**WORK REQUIRED:**
Write out the data word for word, from its first line up to and including the line that contains "Every path is filled with fill-rule evenodd.".
------------------------------------
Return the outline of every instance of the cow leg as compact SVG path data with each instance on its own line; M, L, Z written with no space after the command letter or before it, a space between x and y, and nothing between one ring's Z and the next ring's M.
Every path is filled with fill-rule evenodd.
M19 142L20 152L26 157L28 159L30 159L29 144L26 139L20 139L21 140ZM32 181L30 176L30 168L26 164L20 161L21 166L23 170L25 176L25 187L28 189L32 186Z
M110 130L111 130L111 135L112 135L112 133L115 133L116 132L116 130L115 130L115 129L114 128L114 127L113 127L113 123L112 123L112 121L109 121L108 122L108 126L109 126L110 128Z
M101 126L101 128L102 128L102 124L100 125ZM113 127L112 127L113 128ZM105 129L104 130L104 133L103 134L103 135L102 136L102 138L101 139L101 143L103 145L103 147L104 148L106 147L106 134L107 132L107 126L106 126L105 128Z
------------------------------------
**TASK RESPONSE:**
Return the outline of every instance of the cow leg as compact SVG path data with each instance on its own line; M, L, Z written with no space after the command letter or before it, a space between x and y, and nothing between one ring's Z and the next ring's M.
Every path is filled with fill-rule evenodd.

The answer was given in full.